Please render every row below as a JSON list of strings, with one string per line and blank lines left out.

---+---

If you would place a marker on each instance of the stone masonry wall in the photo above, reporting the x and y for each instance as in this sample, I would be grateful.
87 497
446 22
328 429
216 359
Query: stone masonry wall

---+---

_FULL OUTPUT:_
[
  "If you would place a marker on each instance of the stone masonry wall in the photo above, reporting the x and y for each instance as in this sample, I would be grateful.",
  "87 497",
  "446 22",
  "328 429",
  "216 359",
  "Query: stone masonry wall"
]